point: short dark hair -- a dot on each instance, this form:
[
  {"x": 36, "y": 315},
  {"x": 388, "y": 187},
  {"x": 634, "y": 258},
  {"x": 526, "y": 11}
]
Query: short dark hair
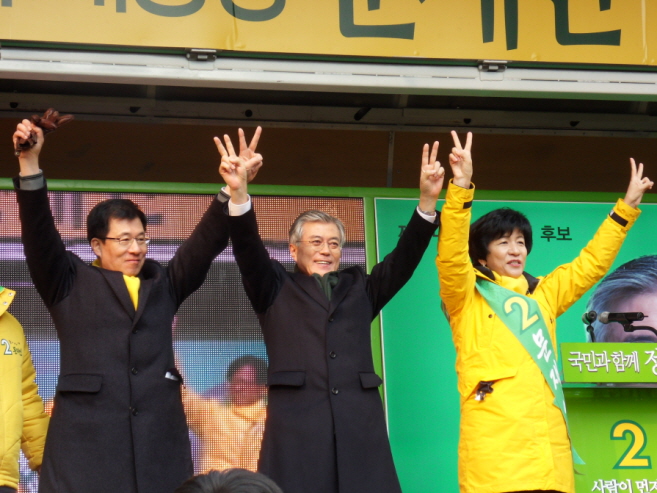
[
  {"x": 494, "y": 225},
  {"x": 259, "y": 364},
  {"x": 229, "y": 481},
  {"x": 99, "y": 217},
  {"x": 632, "y": 279}
]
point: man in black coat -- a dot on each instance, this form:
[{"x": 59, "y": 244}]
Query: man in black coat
[
  {"x": 325, "y": 430},
  {"x": 118, "y": 423}
]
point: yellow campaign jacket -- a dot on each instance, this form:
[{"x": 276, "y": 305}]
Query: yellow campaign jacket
[
  {"x": 515, "y": 439},
  {"x": 22, "y": 420}
]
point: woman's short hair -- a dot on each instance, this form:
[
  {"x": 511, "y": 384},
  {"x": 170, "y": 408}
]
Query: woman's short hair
[
  {"x": 494, "y": 225},
  {"x": 229, "y": 481},
  {"x": 314, "y": 216}
]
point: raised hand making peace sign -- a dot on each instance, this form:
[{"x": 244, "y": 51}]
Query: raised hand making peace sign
[
  {"x": 460, "y": 160},
  {"x": 238, "y": 170},
  {"x": 639, "y": 184}
]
——
STATED EXERCISE:
Rename "raised hand" to "lifted hand" throughout the stretch from the line with "point: woman's short" through the end of the data. Give back only those lines, with everything else left as it is.

FULL SOLUTION:
point: woman's short hair -- a dot on each instance, this form:
[
  {"x": 511, "y": 384},
  {"x": 170, "y": 408}
]
Query: woman's short hair
[
  {"x": 494, "y": 225},
  {"x": 229, "y": 481},
  {"x": 314, "y": 216}
]
point: lifted hand making peace sign -- a dot on each instance, this form:
[{"x": 244, "y": 51}]
Query: lifted hand making peace sign
[
  {"x": 460, "y": 160},
  {"x": 238, "y": 170},
  {"x": 639, "y": 184}
]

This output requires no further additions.